▼

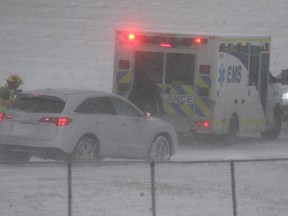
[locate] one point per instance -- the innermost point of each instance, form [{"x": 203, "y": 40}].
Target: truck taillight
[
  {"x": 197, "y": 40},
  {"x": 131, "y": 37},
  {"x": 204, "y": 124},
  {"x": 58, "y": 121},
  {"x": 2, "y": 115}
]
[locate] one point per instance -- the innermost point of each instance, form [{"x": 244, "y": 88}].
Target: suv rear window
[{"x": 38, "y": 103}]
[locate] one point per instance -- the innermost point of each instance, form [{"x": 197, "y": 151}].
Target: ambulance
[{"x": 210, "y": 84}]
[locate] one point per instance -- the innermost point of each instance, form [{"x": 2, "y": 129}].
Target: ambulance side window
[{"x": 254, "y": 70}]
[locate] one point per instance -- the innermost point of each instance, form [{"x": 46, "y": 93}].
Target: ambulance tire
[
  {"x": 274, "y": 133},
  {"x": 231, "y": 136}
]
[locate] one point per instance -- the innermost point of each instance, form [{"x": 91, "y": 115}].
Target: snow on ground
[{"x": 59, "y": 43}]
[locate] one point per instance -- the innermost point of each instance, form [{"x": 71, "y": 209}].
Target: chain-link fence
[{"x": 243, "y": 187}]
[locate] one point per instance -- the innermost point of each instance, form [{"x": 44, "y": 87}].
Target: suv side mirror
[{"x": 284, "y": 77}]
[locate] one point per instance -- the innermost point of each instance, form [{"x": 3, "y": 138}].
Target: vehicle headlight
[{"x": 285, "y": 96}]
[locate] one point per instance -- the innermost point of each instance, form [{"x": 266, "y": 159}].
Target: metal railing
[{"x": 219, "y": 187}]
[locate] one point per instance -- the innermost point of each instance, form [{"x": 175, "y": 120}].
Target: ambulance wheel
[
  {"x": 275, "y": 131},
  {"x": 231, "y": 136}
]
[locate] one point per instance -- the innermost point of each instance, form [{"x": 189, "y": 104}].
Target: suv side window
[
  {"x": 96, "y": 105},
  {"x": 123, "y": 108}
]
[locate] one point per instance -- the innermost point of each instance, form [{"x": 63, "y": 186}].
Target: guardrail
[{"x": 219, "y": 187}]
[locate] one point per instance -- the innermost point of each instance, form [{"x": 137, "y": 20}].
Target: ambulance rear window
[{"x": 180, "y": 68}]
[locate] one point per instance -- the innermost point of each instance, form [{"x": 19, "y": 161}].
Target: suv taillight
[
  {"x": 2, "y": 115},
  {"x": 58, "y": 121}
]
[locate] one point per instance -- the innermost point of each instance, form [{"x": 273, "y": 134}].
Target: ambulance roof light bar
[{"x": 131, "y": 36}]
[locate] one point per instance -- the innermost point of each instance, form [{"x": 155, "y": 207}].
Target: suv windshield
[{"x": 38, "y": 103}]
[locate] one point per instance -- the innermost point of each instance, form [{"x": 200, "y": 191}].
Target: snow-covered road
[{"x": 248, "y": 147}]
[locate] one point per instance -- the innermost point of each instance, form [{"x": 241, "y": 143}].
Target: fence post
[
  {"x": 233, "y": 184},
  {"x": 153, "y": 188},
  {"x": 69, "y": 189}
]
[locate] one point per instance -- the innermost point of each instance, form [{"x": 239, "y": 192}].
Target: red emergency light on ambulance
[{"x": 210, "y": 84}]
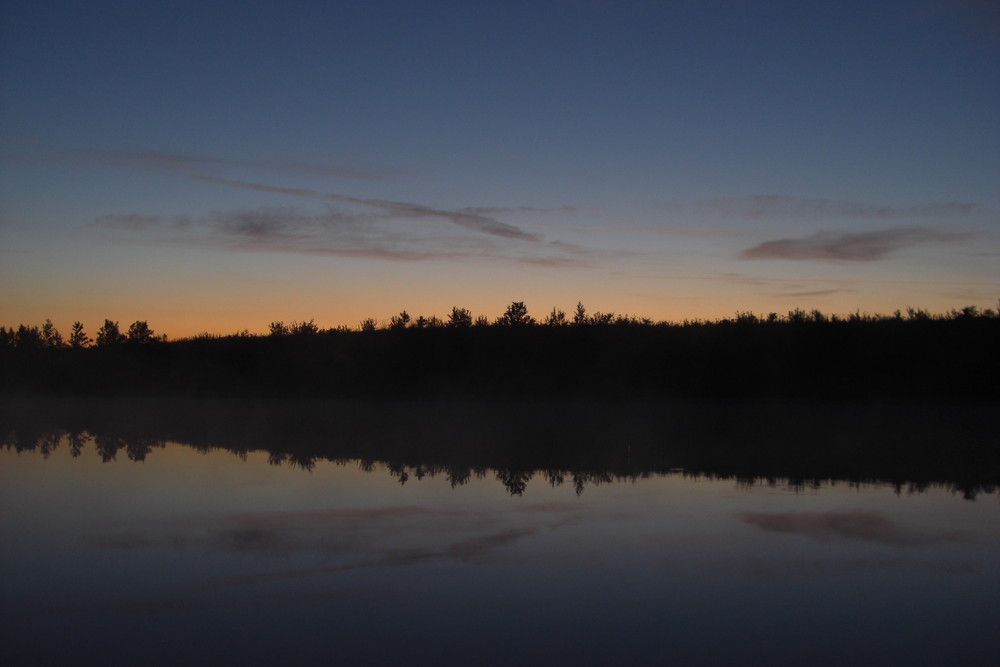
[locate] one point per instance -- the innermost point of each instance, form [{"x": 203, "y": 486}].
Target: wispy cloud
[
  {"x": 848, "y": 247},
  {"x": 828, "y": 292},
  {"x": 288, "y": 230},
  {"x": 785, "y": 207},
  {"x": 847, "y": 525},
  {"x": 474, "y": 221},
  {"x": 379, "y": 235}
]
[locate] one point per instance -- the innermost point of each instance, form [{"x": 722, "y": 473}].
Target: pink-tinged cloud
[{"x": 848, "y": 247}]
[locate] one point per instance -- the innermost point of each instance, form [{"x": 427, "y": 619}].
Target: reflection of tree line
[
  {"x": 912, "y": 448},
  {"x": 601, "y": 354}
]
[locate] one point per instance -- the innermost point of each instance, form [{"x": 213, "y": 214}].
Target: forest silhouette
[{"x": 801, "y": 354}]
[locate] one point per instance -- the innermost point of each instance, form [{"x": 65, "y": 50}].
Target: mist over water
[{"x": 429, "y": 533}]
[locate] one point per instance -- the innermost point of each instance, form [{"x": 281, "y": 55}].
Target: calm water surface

▲

**Given request:** Copy the records exactly as they appear, excluding images.

**Answer for this exercise:**
[locate] one point per instance -- the innermost point of each instance, form [{"x": 203, "y": 40}].
Target: truck taillight
[
  {"x": 197, "y": 40},
  {"x": 131, "y": 37},
  {"x": 204, "y": 124},
  {"x": 58, "y": 121},
  {"x": 2, "y": 115}
]
[locate] one point per instance -- the innermost point of each instance, form [{"x": 244, "y": 88}].
Target: suv rear window
[{"x": 38, "y": 103}]
[locate] one point per instance -- the innermost point of each instance, form [{"x": 197, "y": 151}].
Target: ambulance
[{"x": 210, "y": 84}]
[locate] one point per instance -- the innermost point of each instance, form [{"x": 2, "y": 129}].
Target: ambulance side window
[{"x": 254, "y": 70}]
[locate] one point per instance -- the innermost point of each instance, form [{"x": 46, "y": 93}].
Target: ambulance tire
[
  {"x": 274, "y": 133},
  {"x": 231, "y": 136}
]
[locate] one point per instance -- the innermost point of each instance, form [{"x": 91, "y": 115}].
Target: snow on ground
[{"x": 59, "y": 43}]
[locate] one point per instance -- the innermost point of each instance, form [{"x": 71, "y": 209}].
Target: chain-link fence
[{"x": 243, "y": 187}]
[locate] one point per instance -- the innermost point of each instance, form [{"x": 44, "y": 87}].
Target: suv side mirror
[{"x": 284, "y": 77}]
[locate] one point per instance -- the innermost point of each instance, form [{"x": 3, "y": 138}].
Target: vehicle headlight
[{"x": 285, "y": 96}]
[locate] one point per instance -- the innermost point of each instance, form [{"x": 266, "y": 159}].
Target: metal railing
[{"x": 219, "y": 187}]
[locate] one point per instance -- the innermost point of each instance, form [{"x": 175, "y": 120}].
Target: ambulance wheel
[
  {"x": 275, "y": 131},
  {"x": 231, "y": 136}
]
[locate] one point per instance -- the innermost point of each instance, form [{"x": 189, "y": 104}].
Target: suv side window
[
  {"x": 96, "y": 105},
  {"x": 123, "y": 108}
]
[locate] one point per instance -- the innermost point of each instance, form [{"x": 63, "y": 186}].
Target: guardrail
[{"x": 219, "y": 187}]
[locate] one point per instance -- the innermost point of each instance, form [{"x": 137, "y": 20}].
Target: ambulance rear window
[{"x": 180, "y": 68}]
[locate] one point per instance -- the innermost point of each instance, form [{"x": 19, "y": 161}].
Target: suv taillight
[
  {"x": 2, "y": 115},
  {"x": 58, "y": 121}
]
[locate] one point per instance -- the innermost point of each instance, form [{"x": 273, "y": 134}].
Target: ambulance roof light bar
[{"x": 131, "y": 36}]
[locate] one point per instance -- the innermost point of each instance, form [{"x": 155, "y": 207}].
Target: suv windshield
[{"x": 38, "y": 103}]
[locate] one point per instance -- the innermost point of each instance, form [{"x": 200, "y": 191}].
Target: snow-covered road
[{"x": 248, "y": 147}]
[locate] one point per instance -- the innermost point of each instance, form [{"x": 241, "y": 143}].
Target: fence post
[
  {"x": 233, "y": 184},
  {"x": 153, "y": 188},
  {"x": 69, "y": 189}
]
[locate] one point per instance -- the innermost point of each instance, form [{"x": 239, "y": 192}].
Target: red emergency light on ambulance
[{"x": 210, "y": 84}]
[locate] one point per instance -- the innermost point of each instance, form [{"x": 203, "y": 486}].
Target: wispy cloud
[
  {"x": 848, "y": 247},
  {"x": 828, "y": 292},
  {"x": 288, "y": 230},
  {"x": 785, "y": 207},
  {"x": 847, "y": 525},
  {"x": 474, "y": 221},
  {"x": 379, "y": 235}
]
[locate] one point per instance -- the innermost point of each instance, form [{"x": 722, "y": 473}].
Target: pink-tinged cloud
[{"x": 848, "y": 247}]
[locate] one point per instance -- the innermost point of each instance, form [{"x": 427, "y": 619}].
Target: reflection of tree line
[
  {"x": 912, "y": 448},
  {"x": 601, "y": 354}
]
[locate] one point per instance -- the innermost point of each instance, form [{"x": 213, "y": 214}].
Target: forest silhouette
[{"x": 801, "y": 354}]
[locate] one point per instance -- the innermost point of each instance, form [{"x": 65, "y": 50}].
Target: mist over water
[{"x": 429, "y": 533}]
[locate] one point per instance -- the innermost point of each instance, form [{"x": 281, "y": 55}].
Target: calm water surface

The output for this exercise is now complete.